> [Assignment] All of the records must be repeated exactly.

> [Data listing]

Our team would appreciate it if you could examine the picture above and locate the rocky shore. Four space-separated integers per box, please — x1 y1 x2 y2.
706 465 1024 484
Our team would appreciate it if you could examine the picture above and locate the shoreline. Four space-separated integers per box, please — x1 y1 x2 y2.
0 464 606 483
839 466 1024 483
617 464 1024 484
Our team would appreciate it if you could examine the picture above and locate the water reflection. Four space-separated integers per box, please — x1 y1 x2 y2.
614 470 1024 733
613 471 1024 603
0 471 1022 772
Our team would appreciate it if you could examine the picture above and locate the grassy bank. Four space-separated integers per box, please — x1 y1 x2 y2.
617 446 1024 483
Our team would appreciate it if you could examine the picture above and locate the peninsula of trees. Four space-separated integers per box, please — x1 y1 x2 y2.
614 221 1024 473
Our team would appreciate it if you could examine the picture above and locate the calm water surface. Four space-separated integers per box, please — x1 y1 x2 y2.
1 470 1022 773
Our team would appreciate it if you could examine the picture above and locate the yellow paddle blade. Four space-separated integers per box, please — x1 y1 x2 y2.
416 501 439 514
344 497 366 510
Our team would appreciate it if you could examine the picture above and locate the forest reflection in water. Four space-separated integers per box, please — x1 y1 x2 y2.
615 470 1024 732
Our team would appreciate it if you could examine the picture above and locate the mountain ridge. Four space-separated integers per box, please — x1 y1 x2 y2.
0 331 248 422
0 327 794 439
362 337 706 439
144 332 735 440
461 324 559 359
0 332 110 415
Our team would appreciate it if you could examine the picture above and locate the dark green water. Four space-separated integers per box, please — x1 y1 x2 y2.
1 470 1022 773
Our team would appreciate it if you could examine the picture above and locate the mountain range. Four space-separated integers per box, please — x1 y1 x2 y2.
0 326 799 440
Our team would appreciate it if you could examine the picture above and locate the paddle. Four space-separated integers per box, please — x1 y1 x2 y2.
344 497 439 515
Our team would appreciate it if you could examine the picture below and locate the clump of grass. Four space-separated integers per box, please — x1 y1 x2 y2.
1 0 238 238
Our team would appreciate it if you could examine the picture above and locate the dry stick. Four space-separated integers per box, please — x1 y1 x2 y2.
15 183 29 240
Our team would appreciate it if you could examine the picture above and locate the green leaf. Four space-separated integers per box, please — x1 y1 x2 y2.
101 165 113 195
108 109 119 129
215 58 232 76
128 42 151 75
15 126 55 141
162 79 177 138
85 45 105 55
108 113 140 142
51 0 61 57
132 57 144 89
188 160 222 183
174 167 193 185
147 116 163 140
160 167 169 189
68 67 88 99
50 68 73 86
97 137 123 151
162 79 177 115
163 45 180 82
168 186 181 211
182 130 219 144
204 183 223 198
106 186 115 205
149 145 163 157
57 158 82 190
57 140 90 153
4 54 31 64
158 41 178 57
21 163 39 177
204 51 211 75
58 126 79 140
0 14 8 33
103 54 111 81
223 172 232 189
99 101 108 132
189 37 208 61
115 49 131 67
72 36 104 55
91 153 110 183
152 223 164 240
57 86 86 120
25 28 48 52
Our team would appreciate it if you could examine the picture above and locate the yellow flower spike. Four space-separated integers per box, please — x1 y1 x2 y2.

> [Expected answer]
Our team would appreciate it if you could examine the picture above and locate the rocky shore. Four space-separated integers per box, please — x1 y1 x2 y2.
706 465 1024 484
Our team would appreciate it if you could examine the picture above and locate the shoreline. Four space-separated integers per box, please — x1 y1 x2 y2.
0 464 606 483
839 466 1024 483
617 464 1024 484
Our team would appreciate it if you could examine the picture above and locate the water reflection. Four space-separated integers per box, please — x1 y1 x2 y2.
614 470 1024 733
613 471 1024 603
0 471 1022 772
Our team would appreciate it if you could examine the picture above and locate the grassy bank. Four space-separated integers per box, please — x1 y1 x2 y2.
617 446 1024 483
Our team would appreciate it if you could examine the picture above and locate the peninsula of trees. Four space-separated integers per box, please — x1 y1 x2 y2.
614 221 1024 473
Our team would appreciate it if you could examine the picture above and locate the calm water surface. Four space-separated integers per box, please — x1 y1 x2 y2.
1 470 1022 773
Our team would appreciate it if you could examine the picture above and locate the yellow paddle blade. Four space-separated integers per box, please — x1 y1 x2 y2.
416 501 439 514
344 497 366 510
Our team would appreciate it if you could examine the picture above and locate the forest reflection in water. Four space-separated integers per box, please — x1 y1 x2 y2.
615 470 1024 732
Our team would appreciate it if you could examine the picture above and locate the mountain ridge. Four space-separated integers per box, please — x1 y1 x2 y2.
0 331 248 422
0 327 794 439
362 337 706 439
144 332 735 440
461 324 559 359
0 332 110 415
Our team would appreciate it if you could examine the picture above and locate the dark green water. Four space-separated integers per box, please — x1 y1 x2 y2.
1 470 1022 773
Our team would appreciate it if you could examine the picture above and locate the mountain range. Four space-separated integers per box, please — x1 y1 x2 y2.
0 326 799 440
Our team would appreciate it if you could examine the picture above and locate the paddle. Four space-separated integers per box, please — x1 y1 x2 y2.
344 497 439 515
Our team would appreciate it if you could examine the picture below and locate the clump of grass. Four space-separated integers per box, please — x1 y1 x2 y2.
1 0 238 238
Our team would appreciate it if you could examine the picture above and locate the dry stick. Four space-separated integers per box, please — x1 y1 x2 y2.
15 183 29 240
Our team would appreciate it if you could examine the picture above and locate the green leaf. Four space-separated integers per box, please — x1 y1 x2 y2.
101 165 113 195
108 109 119 129
215 58 232 76
128 42 151 75
15 126 55 141
162 79 177 138
85 45 105 55
108 113 140 142
51 0 61 57
132 57 144 89
188 160 222 183
174 167 193 185
147 116 163 140
160 167 169 189
68 67 88 99
50 68 73 86
97 137 123 151
162 79 177 115
163 45 180 82
168 186 181 211
182 130 219 144
204 183 223 198
106 186 115 205
149 145 163 157
57 158 82 190
57 140 90 153
4 54 31 64
158 41 178 57
21 163 39 177
204 51 211 75
58 126 79 140
0 14 8 33
103 54 111 81
223 172 232 189
99 101 108 132
189 37 208 61
115 49 131 67
72 36 104 55
91 153 110 183
152 223 164 240
57 86 86 120
25 28 48 52
Our team would appreciate it if you could examine the picture above and locate the yellow flower spike. Four space-separated integers per box, please — x1 y1 x2 y2.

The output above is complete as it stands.